▸ **Task details**
Copy each row below word for word, in the same order.

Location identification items
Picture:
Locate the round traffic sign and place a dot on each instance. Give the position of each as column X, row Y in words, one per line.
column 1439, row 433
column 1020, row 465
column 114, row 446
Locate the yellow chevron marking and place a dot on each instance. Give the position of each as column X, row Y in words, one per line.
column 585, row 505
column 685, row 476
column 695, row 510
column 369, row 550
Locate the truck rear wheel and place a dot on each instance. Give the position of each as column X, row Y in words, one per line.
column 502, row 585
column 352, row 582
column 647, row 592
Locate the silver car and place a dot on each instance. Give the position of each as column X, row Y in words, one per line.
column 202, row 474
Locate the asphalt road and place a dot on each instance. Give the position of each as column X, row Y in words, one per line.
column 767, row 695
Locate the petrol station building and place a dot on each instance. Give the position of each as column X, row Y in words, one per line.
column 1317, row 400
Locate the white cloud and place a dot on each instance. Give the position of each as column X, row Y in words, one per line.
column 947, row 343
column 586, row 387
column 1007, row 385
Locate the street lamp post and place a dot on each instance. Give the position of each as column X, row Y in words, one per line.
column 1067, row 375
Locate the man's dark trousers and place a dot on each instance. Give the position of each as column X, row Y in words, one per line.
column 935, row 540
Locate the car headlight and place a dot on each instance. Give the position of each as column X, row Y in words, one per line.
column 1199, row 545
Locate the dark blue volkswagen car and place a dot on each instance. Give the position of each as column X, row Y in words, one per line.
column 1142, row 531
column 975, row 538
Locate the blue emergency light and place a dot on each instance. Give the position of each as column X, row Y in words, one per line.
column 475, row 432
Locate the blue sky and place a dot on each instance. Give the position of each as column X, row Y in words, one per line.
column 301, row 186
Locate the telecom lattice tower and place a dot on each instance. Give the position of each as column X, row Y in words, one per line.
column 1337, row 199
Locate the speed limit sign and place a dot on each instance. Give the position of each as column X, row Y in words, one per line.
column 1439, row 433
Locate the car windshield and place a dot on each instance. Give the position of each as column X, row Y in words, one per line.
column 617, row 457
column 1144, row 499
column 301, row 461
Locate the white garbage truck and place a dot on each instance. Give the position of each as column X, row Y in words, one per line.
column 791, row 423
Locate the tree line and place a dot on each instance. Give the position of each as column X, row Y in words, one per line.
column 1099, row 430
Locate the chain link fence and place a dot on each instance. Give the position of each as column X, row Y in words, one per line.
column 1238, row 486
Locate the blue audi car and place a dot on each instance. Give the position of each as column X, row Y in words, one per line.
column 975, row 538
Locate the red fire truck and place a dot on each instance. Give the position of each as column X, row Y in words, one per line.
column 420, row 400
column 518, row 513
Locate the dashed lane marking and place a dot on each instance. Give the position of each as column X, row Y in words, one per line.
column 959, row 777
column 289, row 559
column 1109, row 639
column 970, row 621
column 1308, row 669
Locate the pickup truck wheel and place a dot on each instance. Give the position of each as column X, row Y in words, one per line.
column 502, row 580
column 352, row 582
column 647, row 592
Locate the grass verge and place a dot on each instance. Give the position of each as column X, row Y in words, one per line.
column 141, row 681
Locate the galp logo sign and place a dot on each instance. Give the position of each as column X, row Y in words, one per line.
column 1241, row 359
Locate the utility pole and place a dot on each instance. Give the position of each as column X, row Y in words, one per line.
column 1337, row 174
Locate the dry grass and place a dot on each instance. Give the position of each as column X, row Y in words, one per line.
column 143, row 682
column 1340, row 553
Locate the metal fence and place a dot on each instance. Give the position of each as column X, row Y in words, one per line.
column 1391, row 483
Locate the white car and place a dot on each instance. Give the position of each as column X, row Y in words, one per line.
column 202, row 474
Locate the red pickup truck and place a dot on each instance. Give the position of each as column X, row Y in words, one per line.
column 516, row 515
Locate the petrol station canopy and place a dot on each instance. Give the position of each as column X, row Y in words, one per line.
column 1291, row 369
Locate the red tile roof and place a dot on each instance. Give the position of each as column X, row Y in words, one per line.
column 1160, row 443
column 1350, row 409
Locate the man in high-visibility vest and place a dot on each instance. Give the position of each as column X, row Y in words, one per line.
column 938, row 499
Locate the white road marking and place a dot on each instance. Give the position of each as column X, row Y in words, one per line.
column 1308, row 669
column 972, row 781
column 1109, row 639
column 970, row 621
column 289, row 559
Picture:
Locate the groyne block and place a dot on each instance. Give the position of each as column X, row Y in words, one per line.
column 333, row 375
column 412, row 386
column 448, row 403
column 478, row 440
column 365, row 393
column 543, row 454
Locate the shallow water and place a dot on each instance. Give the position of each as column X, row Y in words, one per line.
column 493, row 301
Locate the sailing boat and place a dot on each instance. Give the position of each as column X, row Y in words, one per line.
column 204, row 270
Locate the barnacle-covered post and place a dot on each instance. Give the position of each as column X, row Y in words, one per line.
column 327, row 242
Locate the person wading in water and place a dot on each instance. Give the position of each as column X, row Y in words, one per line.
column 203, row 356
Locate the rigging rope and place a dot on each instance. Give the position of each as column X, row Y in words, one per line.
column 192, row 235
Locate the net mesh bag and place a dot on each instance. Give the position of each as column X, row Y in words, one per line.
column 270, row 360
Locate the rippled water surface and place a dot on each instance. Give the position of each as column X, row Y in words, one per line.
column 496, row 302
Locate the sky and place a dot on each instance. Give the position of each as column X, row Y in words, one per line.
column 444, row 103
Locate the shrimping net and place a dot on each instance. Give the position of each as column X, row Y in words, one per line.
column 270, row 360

▸ **Result**
Picture:
Locate the round traffic sign and place a dot on each instance. Give the position of each as column X, row Y in words, one per line.
column 1439, row 433
column 1020, row 465
column 114, row 446
Locate the yellow chevron marking and place a dot on each instance. Give the position of each as column X, row Y in words, one per line.
column 585, row 505
column 685, row 476
column 695, row 510
column 369, row 550
Locate the truck rear wheel and place a dot on each instance. Give the position of each as column X, row Y in words, one per line.
column 502, row 585
column 352, row 582
column 647, row 592
Locate the silver car and place a dot on each instance. Give the position of each as column X, row Y in words, one per line.
column 202, row 474
Locate the asphalt road and place a dot on each instance. Give the position of each as column X, row Y in words, one per line.
column 767, row 695
Locate the petrol station building and place a dot on each instance. Give the position of each as column X, row Y in words, one per line.
column 1317, row 400
Locate the white cloud and place a dot on each instance. Give the position of each as column X, row Y in words, one per line.
column 947, row 343
column 586, row 387
column 1007, row 385
Locate the street lamp post and place a dot on each instance. Give the position of each as column X, row Y in words, one per line.
column 1067, row 375
Locate the man's dark trousers and place a dot on each instance. Give the position of each as column X, row Y in words, one per line.
column 935, row 540
Locate the car headlight and place a dot on each instance. Give the position of each as column X, row Y in words, one per line.
column 1199, row 545
Locate the dark blue volkswagen car and place a dot on each instance. Give the position of each as column X, row Y in words, one per line.
column 1142, row 531
column 975, row 538
Locate the blue emergency light and place a dot on each instance. Give the position of each as column X, row Y in words, one per line.
column 475, row 432
Locate the blue sky and place a dot on each instance. Give the position of each as column X, row Y in words, one per line.
column 301, row 186
Locate the telecom lattice tower and place a dot on each instance. Give the position of each as column X, row Y in words, one per line.
column 1337, row 199
Locate the speed limit sign and place a dot on each instance. Give the position of each as column X, row Y in words, one per line.
column 1439, row 433
Locate the car windshield and place a dot on each instance. Give the position of each as column X, row Y in words, one per line.
column 617, row 457
column 1144, row 499
column 301, row 461
Locate the white garbage truck and place a dot on each instance. Give the position of each as column X, row Y in words, one per line.
column 791, row 423
Locate the tree line and place a dot on each instance. Give the position of each as column X, row Y in words, one per line.
column 1099, row 430
Locate the chain link fence and place a dot on each instance. Give the position of each as column X, row Y in words, one per line.
column 1238, row 486
Locate the blue audi car and place a dot on each instance. Give the position of each as column X, row Y in words, one per line.
column 975, row 538
Locate the red fire truck and place a dot on each instance. Give the position of each as column X, row Y in words, one per line.
column 420, row 400
column 518, row 513
Locate the dashed lane marking and place a dot on each instance. Give the position of each as column X, row Y in words, one per line.
column 959, row 777
column 289, row 559
column 1109, row 639
column 970, row 621
column 1308, row 669
Locate the pickup truck wheel and place a dot on each instance. Give the position of each as column X, row Y in words, one per line.
column 502, row 580
column 352, row 582
column 647, row 592
Locate the grass verge and place a dot on each instance. Give the position of each as column X, row Y in words, one per line.
column 141, row 681
Locate the galp logo sign and place a dot on each instance. Give the position of each as column X, row Y in words, one per line.
column 1241, row 359
Locate the utility pole and place a dot on each instance. Give the position of each as column X, row Y in words, one per line.
column 1337, row 174
Locate the dry grass and place a dot on each instance. Give the position of each as column X, row Y in words, one per line.
column 143, row 682
column 1340, row 553
Locate the metal fence and place a dot on each instance. Give the position of each as column X, row Y in words, one per line.
column 1391, row 483
Locate the white car and place a dot on each instance. Give the position of each as column X, row Y in words, one per line.
column 202, row 474
Locate the red pickup truck and place a dot on each instance. Give the position of each as column X, row Y in words, one per line.
column 516, row 515
Locate the petrol station canopy and place a dot on each instance. Give the position of each as column X, row Y in words, one per line.
column 1291, row 369
Locate the red tile roof and place a dot on each instance. Give the position of each as column X, row Y in words, one per line.
column 1160, row 443
column 1350, row 409
Locate the man in high-visibility vest and place a dot on each instance. Give the position of each as column X, row Y in words, one per line.
column 938, row 499
Locate the white road marking and place a dot on each instance. Give the position of each as column X, row Y in words, one per line.
column 1308, row 669
column 972, row 781
column 1109, row 639
column 970, row 621
column 289, row 559
Picture:
Locate the groyne block and place a dot on each instance. Give the position of each as column X, row Y in words, one per line.
column 333, row 375
column 412, row 386
column 448, row 403
column 478, row 440
column 365, row 393
column 543, row 454
Locate the shallow water and place a dot on each instance. Give the position of each as column X, row Y in words, one per line.
column 493, row 301
Locate the sailing boat and place a dot on each instance. Give the position of each as column X, row Y in words, one per line.
column 204, row 270
Locate the barnacle-covered post and place a dot on each instance. Give the position of each as column X, row Y in words, one per line.
column 327, row 242
Locate the person wading in water and place a dot on each instance. Give the position of each as column X, row Y in words, one per line.
column 203, row 356
Locate the rigging rope and place a dot on each instance. Give the position of each as column X, row Y in words, one per line.
column 192, row 235
Locate the net mesh bag and place a dot on each instance. Give the position of each as column X, row Y in words, one per line.
column 270, row 360
Locate the rippled water surface and place a dot on each instance. Give the position of each as column X, row Y in words, one per line.
column 496, row 302
Locate the sky and place a dot on each instance. Give the position of each as column X, row Y in words, one per line.
column 444, row 103
Locate the shrimping net and place a dot on each instance. Give the position of each as column X, row Y in words, one per line.
column 270, row 360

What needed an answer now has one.